#### [Instructions for the task]
Only the lines from the line containing "Practice step: locate the rocky" to the end of the entries, both included, belong in your answer, and each must match exactly.

(Source data)
- - - - -

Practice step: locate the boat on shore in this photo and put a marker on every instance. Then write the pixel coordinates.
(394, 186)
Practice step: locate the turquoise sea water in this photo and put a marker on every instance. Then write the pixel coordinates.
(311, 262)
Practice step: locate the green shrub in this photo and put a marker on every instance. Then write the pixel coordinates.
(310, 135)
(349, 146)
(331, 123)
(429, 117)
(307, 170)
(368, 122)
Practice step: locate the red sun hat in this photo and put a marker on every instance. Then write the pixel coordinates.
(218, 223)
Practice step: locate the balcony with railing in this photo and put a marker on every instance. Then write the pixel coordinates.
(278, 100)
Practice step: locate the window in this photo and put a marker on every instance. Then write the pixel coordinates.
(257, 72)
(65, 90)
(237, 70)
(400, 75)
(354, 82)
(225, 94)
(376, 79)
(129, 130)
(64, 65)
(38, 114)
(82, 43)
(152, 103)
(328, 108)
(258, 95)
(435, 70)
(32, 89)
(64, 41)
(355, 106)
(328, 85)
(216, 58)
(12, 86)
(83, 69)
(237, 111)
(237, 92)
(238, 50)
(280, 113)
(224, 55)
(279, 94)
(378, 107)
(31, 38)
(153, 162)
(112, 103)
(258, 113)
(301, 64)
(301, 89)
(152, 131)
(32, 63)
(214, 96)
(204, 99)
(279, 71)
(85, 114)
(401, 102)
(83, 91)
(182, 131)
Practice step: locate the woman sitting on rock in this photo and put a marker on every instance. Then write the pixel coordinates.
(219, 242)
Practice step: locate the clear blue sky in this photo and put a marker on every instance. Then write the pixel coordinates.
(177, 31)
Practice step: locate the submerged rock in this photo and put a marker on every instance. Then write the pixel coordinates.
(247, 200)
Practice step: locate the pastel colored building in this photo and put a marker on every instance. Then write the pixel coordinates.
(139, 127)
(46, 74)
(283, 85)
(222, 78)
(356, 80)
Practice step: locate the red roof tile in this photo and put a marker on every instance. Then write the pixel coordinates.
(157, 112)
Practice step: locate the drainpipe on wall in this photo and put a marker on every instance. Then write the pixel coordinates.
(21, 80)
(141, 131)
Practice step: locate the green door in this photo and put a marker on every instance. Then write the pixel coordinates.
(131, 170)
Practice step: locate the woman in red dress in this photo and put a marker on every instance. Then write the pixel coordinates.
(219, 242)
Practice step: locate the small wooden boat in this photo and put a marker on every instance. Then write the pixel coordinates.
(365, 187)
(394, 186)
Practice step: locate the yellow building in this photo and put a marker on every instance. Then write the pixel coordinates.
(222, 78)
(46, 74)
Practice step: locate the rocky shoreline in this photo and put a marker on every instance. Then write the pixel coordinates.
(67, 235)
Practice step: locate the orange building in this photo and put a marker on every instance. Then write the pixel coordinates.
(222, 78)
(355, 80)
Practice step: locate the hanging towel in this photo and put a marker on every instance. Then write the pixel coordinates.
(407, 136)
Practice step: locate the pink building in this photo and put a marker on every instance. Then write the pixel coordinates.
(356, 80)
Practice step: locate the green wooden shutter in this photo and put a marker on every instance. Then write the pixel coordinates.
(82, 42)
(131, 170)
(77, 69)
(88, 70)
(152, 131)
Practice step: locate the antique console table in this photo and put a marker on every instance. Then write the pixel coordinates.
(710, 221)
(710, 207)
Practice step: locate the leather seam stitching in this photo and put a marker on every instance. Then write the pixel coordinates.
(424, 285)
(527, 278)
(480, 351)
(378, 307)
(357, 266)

- - - - -

#### [Solution for this exercise]
Practice step: locate the rocky shoreline in this photo and put a marker on every instance. Then write the pixel coordinates.
(67, 235)
Practice step: locate the orange building in this photo and put a marker on every instance. Then write the pixel coordinates.
(222, 78)
(355, 80)
Practice step: locate the hanging towel in this photo and put a marker on every instance. Then write the pixel coordinates.
(407, 136)
Practice step: locate the pink building in this photo and put a marker on every instance. Then write the pixel coordinates.
(356, 80)
Practice step: locate the green wooden shutter in this photo and put a marker on every instance. Then write the pixel coordinates.
(82, 42)
(131, 170)
(77, 69)
(88, 70)
(152, 131)
Practice step: locate the antique console table in this photo and put a marker on every instance. Then write the pixel coordinates.
(710, 221)
(710, 207)
Practice step: locate the leather seam stitching in this photo and put a marker on every instance. Then write the pixel coordinates.
(424, 285)
(527, 278)
(480, 351)
(378, 307)
(357, 266)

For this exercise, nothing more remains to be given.